__Task brief__. Extract each line of the records below that contains the word "Target".

[Start of section]

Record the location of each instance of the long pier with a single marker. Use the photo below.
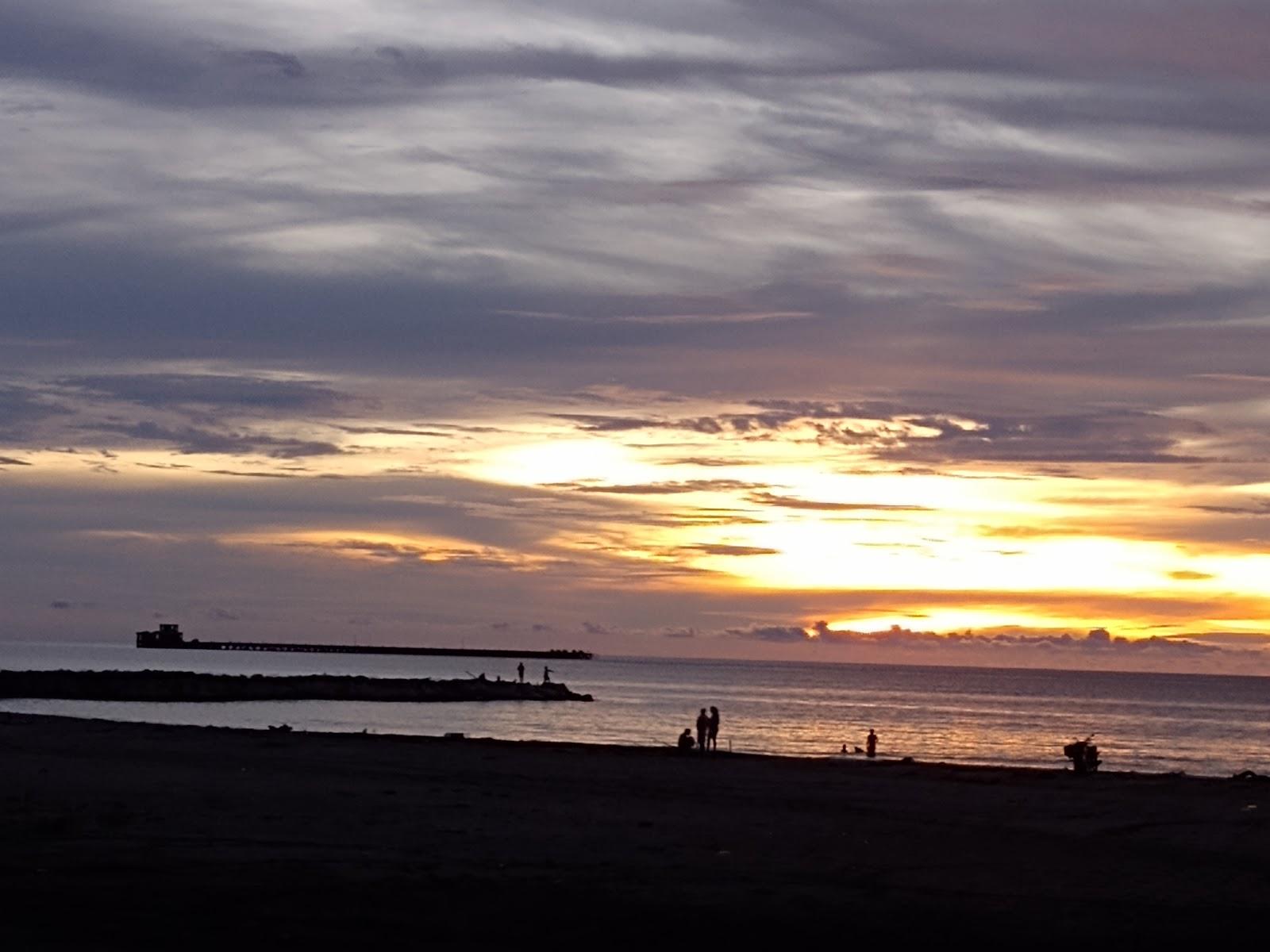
(169, 636)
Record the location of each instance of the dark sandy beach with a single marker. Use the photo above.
(122, 835)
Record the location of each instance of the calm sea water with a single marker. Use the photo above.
(1147, 723)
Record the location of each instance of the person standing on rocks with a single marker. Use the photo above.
(702, 730)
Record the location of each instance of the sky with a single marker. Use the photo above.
(886, 330)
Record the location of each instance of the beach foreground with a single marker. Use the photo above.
(122, 835)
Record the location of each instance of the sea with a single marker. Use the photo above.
(1195, 724)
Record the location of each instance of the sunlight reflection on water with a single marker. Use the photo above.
(1199, 724)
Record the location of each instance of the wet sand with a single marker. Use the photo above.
(120, 835)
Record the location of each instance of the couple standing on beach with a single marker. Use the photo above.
(708, 730)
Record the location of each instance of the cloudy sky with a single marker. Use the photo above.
(806, 329)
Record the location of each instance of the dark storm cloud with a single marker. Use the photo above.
(23, 409)
(995, 234)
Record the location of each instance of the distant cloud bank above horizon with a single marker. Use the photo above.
(725, 328)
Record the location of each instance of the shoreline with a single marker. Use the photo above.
(196, 687)
(1060, 768)
(168, 835)
(658, 750)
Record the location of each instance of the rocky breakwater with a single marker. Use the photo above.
(190, 685)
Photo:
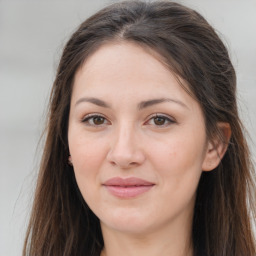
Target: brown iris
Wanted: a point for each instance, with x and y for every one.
(159, 120)
(98, 120)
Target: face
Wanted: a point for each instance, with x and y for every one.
(137, 140)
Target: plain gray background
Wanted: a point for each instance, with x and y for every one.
(32, 35)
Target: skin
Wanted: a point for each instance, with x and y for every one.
(127, 141)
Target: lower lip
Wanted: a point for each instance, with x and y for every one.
(128, 192)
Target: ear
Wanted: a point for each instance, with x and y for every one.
(216, 148)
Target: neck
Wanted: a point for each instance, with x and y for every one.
(162, 242)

[End of section]

__Solution for this problem__.
Target: brown iris
Target: face
Target: plain gray background
Target: skin
Target: lower lip
Target: ear
Target: neck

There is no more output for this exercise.